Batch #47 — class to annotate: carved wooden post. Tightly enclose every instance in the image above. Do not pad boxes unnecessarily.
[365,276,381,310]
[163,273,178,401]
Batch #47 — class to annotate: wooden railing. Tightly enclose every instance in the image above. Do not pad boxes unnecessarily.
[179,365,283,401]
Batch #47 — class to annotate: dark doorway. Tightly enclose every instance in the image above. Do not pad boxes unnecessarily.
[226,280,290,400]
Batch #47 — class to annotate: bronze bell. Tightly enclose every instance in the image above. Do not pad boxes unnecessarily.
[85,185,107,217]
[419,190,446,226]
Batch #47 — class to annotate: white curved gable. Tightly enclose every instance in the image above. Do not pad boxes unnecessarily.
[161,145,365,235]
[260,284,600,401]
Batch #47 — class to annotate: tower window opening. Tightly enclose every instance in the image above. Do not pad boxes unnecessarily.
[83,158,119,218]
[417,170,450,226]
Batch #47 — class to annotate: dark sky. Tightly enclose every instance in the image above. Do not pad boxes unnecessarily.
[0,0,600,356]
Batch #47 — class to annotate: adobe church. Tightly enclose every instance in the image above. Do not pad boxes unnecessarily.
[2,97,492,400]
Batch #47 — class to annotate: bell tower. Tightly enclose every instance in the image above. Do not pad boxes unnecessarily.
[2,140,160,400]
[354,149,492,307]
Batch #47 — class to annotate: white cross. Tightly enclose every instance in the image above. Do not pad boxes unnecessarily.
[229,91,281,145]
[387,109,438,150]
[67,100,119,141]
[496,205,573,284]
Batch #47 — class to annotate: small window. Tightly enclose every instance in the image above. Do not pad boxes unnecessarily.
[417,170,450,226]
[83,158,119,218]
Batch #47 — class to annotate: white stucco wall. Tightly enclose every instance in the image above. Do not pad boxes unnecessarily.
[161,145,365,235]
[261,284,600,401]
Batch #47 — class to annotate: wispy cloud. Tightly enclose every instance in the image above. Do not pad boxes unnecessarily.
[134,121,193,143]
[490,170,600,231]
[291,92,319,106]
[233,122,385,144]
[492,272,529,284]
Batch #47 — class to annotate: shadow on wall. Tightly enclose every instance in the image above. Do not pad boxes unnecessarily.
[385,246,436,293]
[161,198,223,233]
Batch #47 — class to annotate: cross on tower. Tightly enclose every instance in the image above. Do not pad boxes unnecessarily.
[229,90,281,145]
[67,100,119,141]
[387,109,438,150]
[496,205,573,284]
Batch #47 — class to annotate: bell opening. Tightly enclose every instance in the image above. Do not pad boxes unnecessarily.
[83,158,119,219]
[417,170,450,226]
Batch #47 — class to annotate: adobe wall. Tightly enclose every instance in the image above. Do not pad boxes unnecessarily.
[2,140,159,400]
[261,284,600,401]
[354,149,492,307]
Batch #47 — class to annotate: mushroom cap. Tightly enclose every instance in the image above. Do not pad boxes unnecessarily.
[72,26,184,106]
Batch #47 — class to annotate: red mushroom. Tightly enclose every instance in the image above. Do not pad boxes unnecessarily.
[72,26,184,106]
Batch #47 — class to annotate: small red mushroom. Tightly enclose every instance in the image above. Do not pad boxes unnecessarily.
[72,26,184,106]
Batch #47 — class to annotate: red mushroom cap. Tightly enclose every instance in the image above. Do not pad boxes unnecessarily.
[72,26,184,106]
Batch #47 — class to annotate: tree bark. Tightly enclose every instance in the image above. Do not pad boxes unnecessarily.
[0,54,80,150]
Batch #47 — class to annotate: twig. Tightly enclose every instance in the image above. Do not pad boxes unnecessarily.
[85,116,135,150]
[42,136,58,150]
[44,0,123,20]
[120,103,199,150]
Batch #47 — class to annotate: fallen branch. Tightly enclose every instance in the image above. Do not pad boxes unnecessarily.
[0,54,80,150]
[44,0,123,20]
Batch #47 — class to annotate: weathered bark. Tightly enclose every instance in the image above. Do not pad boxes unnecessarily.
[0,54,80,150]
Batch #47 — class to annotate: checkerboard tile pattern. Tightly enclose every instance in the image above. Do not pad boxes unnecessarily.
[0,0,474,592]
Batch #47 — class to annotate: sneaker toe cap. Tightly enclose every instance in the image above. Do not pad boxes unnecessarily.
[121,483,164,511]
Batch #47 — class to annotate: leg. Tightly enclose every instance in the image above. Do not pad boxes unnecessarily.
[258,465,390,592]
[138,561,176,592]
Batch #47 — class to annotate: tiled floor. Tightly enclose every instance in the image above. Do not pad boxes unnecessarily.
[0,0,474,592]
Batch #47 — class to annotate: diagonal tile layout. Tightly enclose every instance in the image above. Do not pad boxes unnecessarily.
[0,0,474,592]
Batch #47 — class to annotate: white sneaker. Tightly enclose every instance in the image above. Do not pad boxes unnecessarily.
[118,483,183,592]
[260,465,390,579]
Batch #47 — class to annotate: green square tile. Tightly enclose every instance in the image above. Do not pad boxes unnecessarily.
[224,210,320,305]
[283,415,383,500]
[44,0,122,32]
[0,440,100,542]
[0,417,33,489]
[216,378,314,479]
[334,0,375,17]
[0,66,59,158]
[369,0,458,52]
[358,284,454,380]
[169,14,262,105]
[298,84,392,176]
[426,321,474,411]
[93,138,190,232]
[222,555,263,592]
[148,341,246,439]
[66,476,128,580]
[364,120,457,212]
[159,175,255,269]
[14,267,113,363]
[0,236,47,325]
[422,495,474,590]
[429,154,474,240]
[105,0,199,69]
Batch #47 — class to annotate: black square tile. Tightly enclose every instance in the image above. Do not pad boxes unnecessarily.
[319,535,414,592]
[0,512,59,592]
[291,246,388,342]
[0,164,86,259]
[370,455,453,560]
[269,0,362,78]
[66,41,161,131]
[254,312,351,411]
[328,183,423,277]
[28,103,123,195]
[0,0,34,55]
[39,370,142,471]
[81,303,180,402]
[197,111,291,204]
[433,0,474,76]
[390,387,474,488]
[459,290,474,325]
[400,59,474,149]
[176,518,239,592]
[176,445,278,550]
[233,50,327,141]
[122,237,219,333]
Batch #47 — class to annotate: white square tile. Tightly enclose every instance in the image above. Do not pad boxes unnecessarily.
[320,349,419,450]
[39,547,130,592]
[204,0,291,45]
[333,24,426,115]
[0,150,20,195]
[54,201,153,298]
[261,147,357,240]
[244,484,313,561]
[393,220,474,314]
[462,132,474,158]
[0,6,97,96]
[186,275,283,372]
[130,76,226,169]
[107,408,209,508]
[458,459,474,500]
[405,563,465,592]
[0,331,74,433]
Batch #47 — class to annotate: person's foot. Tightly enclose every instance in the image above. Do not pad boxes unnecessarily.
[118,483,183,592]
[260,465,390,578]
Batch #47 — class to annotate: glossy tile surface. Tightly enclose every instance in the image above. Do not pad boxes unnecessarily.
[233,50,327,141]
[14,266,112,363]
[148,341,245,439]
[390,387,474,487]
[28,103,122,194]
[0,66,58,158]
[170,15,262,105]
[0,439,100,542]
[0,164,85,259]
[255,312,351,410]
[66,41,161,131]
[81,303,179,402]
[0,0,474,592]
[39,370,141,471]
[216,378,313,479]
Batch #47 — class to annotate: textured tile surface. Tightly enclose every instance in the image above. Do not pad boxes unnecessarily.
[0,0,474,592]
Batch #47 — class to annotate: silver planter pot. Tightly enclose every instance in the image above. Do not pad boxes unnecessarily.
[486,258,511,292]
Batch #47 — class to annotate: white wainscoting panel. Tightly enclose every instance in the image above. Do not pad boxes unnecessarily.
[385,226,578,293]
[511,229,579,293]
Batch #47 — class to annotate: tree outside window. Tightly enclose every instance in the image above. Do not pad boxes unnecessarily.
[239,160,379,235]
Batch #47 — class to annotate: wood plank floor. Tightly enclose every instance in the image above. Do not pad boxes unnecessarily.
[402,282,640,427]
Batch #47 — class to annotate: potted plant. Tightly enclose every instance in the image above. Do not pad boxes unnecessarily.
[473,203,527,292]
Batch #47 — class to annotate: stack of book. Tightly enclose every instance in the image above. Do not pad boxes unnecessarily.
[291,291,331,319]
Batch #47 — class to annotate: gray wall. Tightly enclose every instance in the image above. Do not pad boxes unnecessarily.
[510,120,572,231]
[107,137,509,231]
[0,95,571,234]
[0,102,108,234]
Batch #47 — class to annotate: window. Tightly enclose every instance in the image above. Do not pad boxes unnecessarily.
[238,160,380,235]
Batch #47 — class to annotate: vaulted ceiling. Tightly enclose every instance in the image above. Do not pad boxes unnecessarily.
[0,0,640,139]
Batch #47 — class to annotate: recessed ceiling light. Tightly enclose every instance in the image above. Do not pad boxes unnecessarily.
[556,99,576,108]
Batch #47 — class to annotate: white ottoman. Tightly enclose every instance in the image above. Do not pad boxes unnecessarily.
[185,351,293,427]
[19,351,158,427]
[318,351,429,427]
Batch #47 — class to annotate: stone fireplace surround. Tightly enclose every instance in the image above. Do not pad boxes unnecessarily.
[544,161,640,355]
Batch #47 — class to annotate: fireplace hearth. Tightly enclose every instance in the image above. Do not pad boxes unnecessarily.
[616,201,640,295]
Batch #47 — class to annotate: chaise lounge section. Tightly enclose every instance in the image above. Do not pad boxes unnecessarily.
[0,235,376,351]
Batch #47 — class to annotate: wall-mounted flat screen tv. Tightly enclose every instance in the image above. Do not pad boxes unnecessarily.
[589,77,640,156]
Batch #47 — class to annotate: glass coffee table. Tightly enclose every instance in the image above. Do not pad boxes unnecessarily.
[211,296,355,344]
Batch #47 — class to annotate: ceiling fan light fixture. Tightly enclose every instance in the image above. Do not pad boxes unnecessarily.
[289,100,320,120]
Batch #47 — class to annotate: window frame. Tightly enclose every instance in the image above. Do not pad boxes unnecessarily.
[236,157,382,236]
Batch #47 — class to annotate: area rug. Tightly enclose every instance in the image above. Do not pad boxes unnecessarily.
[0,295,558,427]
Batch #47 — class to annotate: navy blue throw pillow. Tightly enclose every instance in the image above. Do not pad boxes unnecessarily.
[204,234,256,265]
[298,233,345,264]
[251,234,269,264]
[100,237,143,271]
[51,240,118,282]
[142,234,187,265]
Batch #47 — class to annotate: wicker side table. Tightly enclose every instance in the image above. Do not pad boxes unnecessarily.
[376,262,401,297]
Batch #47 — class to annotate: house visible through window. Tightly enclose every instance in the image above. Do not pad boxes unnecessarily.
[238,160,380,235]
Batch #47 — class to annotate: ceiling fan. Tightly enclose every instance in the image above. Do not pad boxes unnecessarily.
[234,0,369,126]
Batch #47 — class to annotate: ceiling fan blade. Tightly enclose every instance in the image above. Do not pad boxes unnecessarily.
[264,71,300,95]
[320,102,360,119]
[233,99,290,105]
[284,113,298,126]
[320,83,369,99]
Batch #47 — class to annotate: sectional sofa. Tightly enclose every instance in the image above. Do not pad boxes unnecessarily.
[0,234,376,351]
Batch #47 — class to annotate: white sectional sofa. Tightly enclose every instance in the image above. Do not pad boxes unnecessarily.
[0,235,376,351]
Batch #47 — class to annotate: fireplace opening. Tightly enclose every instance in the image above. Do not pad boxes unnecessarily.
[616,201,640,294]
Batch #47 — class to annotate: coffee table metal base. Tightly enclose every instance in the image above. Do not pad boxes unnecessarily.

• GOAL OF THE EXERCISE:
Recast the listing between the lines holding "Batch #47 — class to annotate: area" and "[142,234,187,265]", inclusive, as a two-column CSV with the header row instruction,boxes. Each row should pair an instruction line with all the coordinate lines that follow it. Quote every field, and turn any line breaks inside a field into spaces.

• EXPECTED ANSWER:
instruction,boxes
"Batch #47 — class to annotate: area rug. Tightly enclose every instance in the image above. Do not pad boxes unnecessarily.","[0,295,558,427]"
"Batch #47 — class to annotate: navy blue throw pillow. Tightly enclose every instance in the image above. Do not pad boxes unnecessarily.","[204,234,256,265] [298,233,345,264] [251,234,269,264] [100,237,143,271] [51,240,118,282] [142,234,187,265]"